**DATASET RECORDS**.
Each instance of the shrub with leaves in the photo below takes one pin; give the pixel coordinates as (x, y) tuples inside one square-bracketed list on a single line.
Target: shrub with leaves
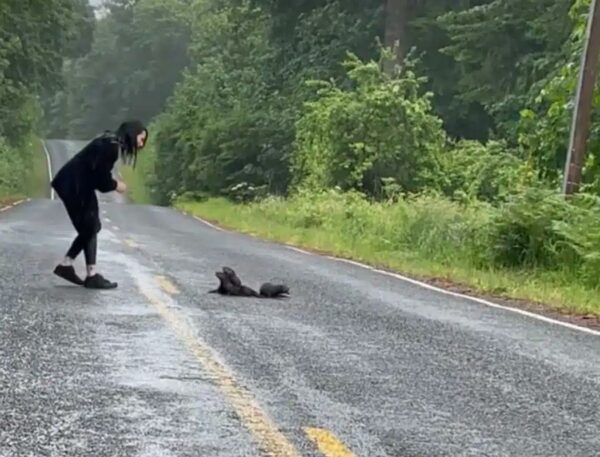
[(489, 172), (380, 128)]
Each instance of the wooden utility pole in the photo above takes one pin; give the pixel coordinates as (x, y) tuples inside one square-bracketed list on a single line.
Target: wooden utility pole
[(583, 102)]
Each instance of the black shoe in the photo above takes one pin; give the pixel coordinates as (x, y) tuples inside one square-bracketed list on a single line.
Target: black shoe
[(68, 274), (98, 282)]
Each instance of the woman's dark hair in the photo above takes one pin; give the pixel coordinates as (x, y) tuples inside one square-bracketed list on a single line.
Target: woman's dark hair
[(127, 133)]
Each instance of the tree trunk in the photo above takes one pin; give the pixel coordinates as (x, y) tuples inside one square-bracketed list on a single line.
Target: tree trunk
[(395, 13)]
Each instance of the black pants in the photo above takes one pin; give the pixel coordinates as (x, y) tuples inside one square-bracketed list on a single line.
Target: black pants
[(86, 220)]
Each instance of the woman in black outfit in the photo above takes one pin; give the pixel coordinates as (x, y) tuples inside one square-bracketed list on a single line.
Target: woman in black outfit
[(76, 184)]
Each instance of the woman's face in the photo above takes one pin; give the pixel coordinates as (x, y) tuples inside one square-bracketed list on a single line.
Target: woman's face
[(141, 139)]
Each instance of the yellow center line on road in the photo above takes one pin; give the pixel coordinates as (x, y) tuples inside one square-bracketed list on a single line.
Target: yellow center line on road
[(267, 435), (327, 442)]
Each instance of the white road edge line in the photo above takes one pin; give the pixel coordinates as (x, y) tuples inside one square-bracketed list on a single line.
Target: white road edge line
[(209, 224), (49, 169), (437, 289)]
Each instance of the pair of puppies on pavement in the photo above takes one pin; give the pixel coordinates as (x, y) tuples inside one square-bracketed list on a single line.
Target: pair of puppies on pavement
[(230, 284)]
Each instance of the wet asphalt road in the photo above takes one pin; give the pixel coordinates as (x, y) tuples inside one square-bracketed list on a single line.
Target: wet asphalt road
[(158, 367)]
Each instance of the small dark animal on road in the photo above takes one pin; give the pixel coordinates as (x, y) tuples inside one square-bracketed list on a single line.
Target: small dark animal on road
[(231, 284)]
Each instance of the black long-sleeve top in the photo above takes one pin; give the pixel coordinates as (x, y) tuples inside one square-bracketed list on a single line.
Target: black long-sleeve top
[(89, 170)]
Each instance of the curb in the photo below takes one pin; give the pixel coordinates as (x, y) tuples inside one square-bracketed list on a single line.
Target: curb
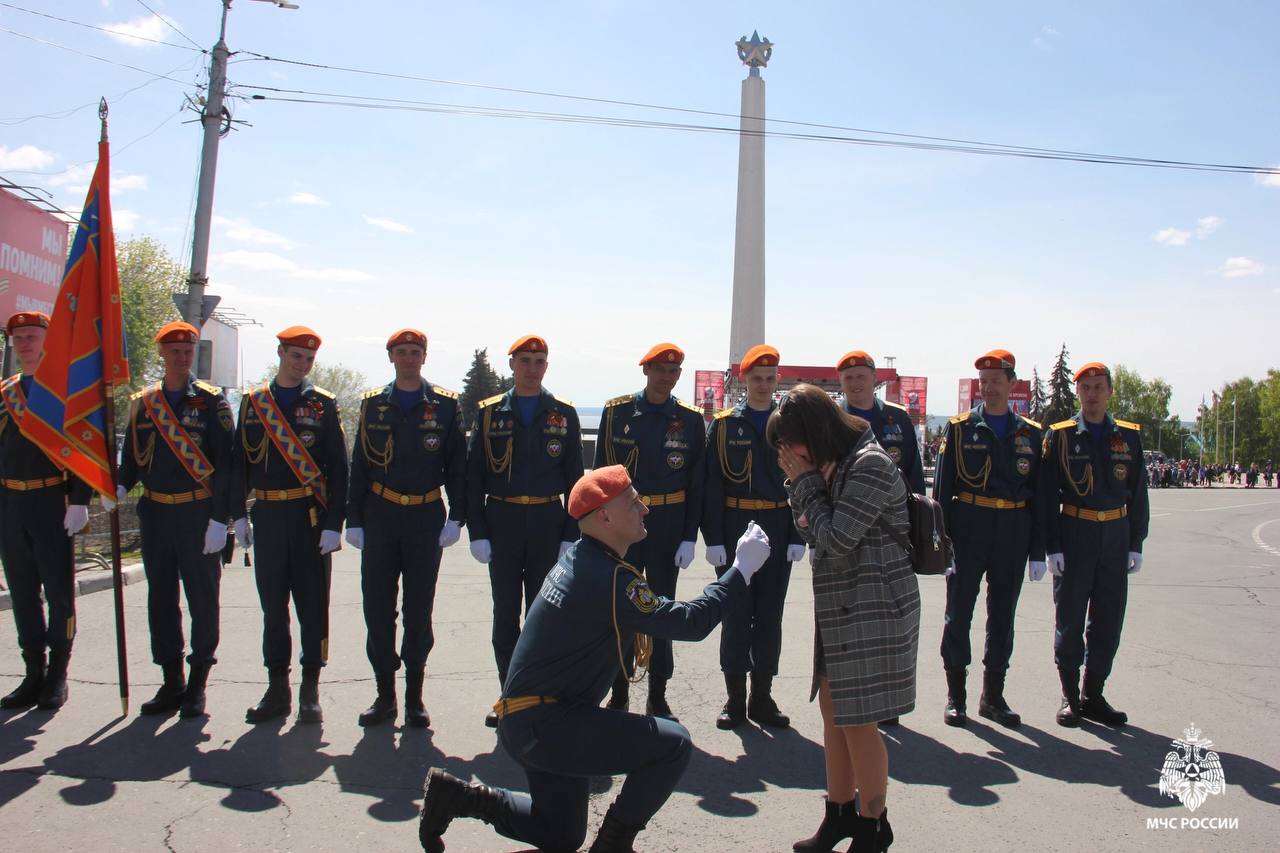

**WHAT IS EXPECTED**.
Within the listing above, the range opens at the line with "Target: wet asphalt road" and closes at the line with "Each instance of the black long-sleeve". Reproduce exactly the lines of that range, including both ends.

**OUTPUT OF THE TASK**.
Target: wet asphalt road
[(158, 367)]
Each instance of the small dark animal on road in the photo above takes one pin; give the pixel coordinates as (x, y) tuples inside one square-bracketed list on a single line.
Target: small dark animal on road
[(231, 284)]
Each instance of the black long-sleeve top in the photo above takes one pin; give the pixel coordinates as (x, y) tuples inside one square-bracketed list on a single line.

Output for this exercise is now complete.